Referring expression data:
+++
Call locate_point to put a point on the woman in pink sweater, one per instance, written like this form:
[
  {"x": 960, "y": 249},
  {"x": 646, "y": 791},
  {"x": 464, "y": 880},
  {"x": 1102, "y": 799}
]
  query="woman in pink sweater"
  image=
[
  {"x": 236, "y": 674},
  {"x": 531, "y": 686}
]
+++
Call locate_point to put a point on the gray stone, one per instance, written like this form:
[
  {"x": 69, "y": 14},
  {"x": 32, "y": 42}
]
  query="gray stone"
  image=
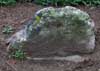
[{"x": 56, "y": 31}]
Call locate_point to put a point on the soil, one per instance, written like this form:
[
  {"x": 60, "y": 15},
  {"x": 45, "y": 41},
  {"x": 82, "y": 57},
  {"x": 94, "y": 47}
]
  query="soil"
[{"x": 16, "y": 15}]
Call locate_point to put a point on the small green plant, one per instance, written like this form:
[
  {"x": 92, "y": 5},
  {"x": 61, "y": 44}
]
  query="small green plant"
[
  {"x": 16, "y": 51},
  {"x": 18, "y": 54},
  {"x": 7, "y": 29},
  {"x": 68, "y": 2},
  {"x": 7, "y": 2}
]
+++
Exercise requirements: Scan the records for the word "instance". Copy each line where it turns up.

Answer to this problem:
Call locate_point to put a point on the woman in pink sweater, one per instance, written like this form:
Call locate_point to put a point on the gray stone, one per instance, written like this form:
Call locate_point to put a point on the soil, one per instance, written like this form:
Call locate_point to put a point on the small green plant, one per instance, written like this form:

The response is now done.